Dal forum de La Cittadella MTR
Premessa. Sul n. 29, luglio-agosto 2004, della rivista “LETTERATURA-TRADIZIONE”, pubblicazione che invitiamo tutti i nostri lettori a seguire, su invito del direttore Sandro Giovannini, è apparso questo mio scritto per il ventennale de “La Cittadella”. In esso si annuncia anche per linee generali (dandolo come doppio, mentre sarà triplo) il sommario del n. speciale della nostra rivista su Evola. In merito a ciò, devo specificare che quanto qui indicato va rettificato, poiché il prof. Aldo A. Mola non ha collaborato al n. suddetto (né ad altri), avendo dovuto dare la precedenza ad altri impegni professionali; anche qualche altra indicazione non è più valida, ma a meno importanza sottolinearla. L’articolo era corredato, su iniziativa di Giovannini, anche da una bella illustrazione, intersecante il n. de “La Cittadella” dedicato alla scomparsa del suo fondatore, S. C. Ruta, con l’effigie di un’aquila romana proveniente da Zara, ultimo lembo dell’Italia augustea e dantesca, sottratto alla Patria da un iniquo trattato “di pace”. (s. c.)

CONSEGNA 1 » Secondo la premessa sul ventennale de “La Cittadella”, in quale numero di “LETTERATURA-TRADIZIONE” è uscito lo scritto?
CONSEGNA 2 » Prosegui la premessa sul ventennale de “La Cittadella” partendo da dove si interrompe.

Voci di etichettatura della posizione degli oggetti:
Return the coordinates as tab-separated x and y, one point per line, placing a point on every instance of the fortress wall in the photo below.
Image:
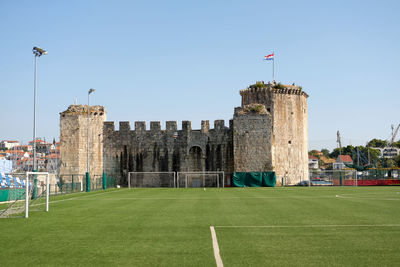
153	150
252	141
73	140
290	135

RISULTATO 1 » Nel n. 29, luglio-agosto 2004.

RISULTATO 2 »
“LA CITTADELLA”:
VENT’ANNI AL SERVIZIO DEL “MITO” DI ROMA
Vent’anni fa, il 1° marzo 1984, usciva a Messina il primo numero (lo 0 per l’esattezza), de “La Cittadella”, trimestrale di studi storici e tradizionali. Fatto “in casa”, con macchina da scrivere, poi computer, carta, forbici, colla e fotocopiatrice, il periodico era stato ideato, e fu diretto fino al n. 59/60 del 1999, da Salvatore Ruta (n. 1923 - m. 2002), singolare figura della cultura di destra e del tradizionalismo italiano: “resistente” del Sud contro gli alleati e internato nel campo di Padula, tra i fondatori a Messina del MSI e poi di Ordine Nuovo, direttore con Giovanni Allegra de “Il Ghibellino”, in rapporti personali con Julius Evola e Attilio Mordini, partecipe dell’esperienza del gruppo magico dei Dioscuri, tra i fondatori agli albori degli anni ’90 del Movimento Tradizionale Romano (niente a che fare con un omonimo gruppo politico di molti anni fa). Chi scrive ha letteralmente “ereditato” da Ruta “La Cittadella”, che, grazie alle romane Edizioni del Graal di Serafino Di Luia, dal 2001 esce in una fortunata nuova serie, che giunge ora al 14°/15° numero.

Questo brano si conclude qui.